Un mandatario debe actuar siempre con mesura, es el aplomo, el respeto y la inteligencia lo que la gente quiere ver y sentir en quien los representa. Una actitud agresiva siempre, resolver todo a las patadas, mostrar prepotencia y actitud sobrada de tener siempre la razón, no generan ninguna confianza. Menos si explota con facilidad y sus respuestas no pasan por el filtro de la reflexión y de tener muy claro que todo lo que diga tendrá consecuencias. Hernández posa de “pantalonudo” pero eso solo convoca a quienes tiene afán de “seguir órdenes”, a quienes siguen a la espera de un patrón o “un alguien” que resuelva por ellos, que les evite las angustias de pensar y decidir por su cuenta. Estamos frente al reino de los “me gusta” o “no me gusta” de las redes sociales, todo aquello que traiga el sello del espectáculo, de la mofa, de lo escabroso, pero que nos evite leer, leer, leer y analizar. ¡No! Son preferibles los efectos especiales, el morbo del drama cotidiano y siga pasando la pantalla hacia algo cada vez más fuerte, más delirante, más chistoso. La audiencia no parece saber –peor aún, no lo quiere saber- que está decidiendo su destino: se queda con una imagen fija y ya está, con esa se casa y hasta pelea, sin tener mayores argumentos.
“Lo que sube como palma baja como coco”, otro de los famosos refranes. Esta extraña mezcla de Trump y Bolsonaro, inflado por la desazón ante este desastroso gobierno y por el cansancio con una clase política corrupta, es un globo que estamos a tiempo de evitar que haga estragos. Entre dos conductores elegidos, ¿estamos tan mal que preferimos darle la llave al borracho para que nos lleve al desbarrancadero? Con un mandatario demócrata, sensato, se puede hacer oposición, se tendrán los canales para ser escuchados. Un mandatario que ve a los otros como papanatas, que ofrece puños y plomo a todo aquel que se atraviese en sus propósitos, es un personaje sacado del cuarto de San Alejo, pero que a fuerza de un público que consume lo trivial y lo viraliza lo han convertido en el “producto” estrambótico necesario para este momento histórico. Como si la suerte de un país se pudiera feriar, como si no fuera suficiente con el personaje cantinflesco que hemos tenido como presidente y como si ya hubiéramos olvidado a su mentor que veía al país como su gran hacienda. Rodolfo Hernández no es más que la versión masculina y envejecida de Epa Colombia quien llamaba la atención a martillazos y subía los videos.
Colombia no puede darse el lujo de “probar” con alguien que no genera confianza sino miedo, que ve a los ciudadanos como “hombrecitos” que trabajan duro para llevarle la platica de los intereses a quien financió su vivienda. Rodolfo insulta a la decencia, echa en saco roto los principios y los valores, y, por último, percibe al estado de derecho como un obstáculo para sus propósitos inciertos.
Un presidente representa el alma de una nación. Colombia no puede darse el lujo de equivocarse de nuevo, de sentir “pena ajena” con las actitudes chabacanas y pintorescas del jefe de estado y sufrir otros cuatro años de agudización de sus problemáticas. Merecemos levantarnos cada mañana con la satisfacción de haber entregado la llave a alguien ecuánime y sereno. Merecemos sentirnos parte de una construcción de la paz que espera de nuestras ideas y nuestras manos. Merecemos sentirnos orgullosos de nuestro país.

#### ENUNCIADO DE LA TAREA
Según el texto sobre Rodolfo Hernández, ¿de quién sería él la "versión masculina y envejecida"?

#### MATERIAL PROPORCIONADO
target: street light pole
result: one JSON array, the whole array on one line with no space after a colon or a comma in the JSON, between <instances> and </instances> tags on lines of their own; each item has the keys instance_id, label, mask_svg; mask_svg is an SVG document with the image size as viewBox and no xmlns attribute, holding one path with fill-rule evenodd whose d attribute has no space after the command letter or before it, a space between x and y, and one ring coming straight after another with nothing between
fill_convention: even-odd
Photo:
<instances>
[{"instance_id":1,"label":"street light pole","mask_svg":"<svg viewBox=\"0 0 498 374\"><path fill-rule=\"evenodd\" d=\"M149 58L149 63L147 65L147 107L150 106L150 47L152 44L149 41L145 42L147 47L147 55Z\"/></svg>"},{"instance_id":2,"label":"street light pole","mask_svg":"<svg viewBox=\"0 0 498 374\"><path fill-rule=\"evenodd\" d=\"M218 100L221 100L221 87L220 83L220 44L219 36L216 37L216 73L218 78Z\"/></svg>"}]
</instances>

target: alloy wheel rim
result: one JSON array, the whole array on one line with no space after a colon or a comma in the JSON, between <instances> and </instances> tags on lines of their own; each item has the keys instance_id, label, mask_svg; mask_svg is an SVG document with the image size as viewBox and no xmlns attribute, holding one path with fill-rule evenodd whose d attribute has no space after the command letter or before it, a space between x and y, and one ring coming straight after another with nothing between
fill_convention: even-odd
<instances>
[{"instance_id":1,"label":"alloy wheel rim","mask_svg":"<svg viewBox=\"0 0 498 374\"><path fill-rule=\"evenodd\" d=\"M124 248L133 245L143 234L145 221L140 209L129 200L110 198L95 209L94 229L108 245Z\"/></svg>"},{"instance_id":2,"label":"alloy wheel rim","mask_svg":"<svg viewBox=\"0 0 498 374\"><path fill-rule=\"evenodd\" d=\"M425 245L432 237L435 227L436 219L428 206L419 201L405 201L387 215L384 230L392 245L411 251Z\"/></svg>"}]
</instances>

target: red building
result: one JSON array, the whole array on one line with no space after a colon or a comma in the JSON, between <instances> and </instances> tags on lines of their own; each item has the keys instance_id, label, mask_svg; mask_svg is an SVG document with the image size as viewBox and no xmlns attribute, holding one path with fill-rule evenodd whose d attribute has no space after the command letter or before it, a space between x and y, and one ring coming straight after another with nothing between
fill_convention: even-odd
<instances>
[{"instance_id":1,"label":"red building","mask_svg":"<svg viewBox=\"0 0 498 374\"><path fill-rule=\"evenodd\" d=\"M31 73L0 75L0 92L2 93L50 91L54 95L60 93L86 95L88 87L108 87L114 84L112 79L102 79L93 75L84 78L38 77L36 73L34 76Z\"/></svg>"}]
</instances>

#### TU SOLUCIÓN
De Epa Colombia.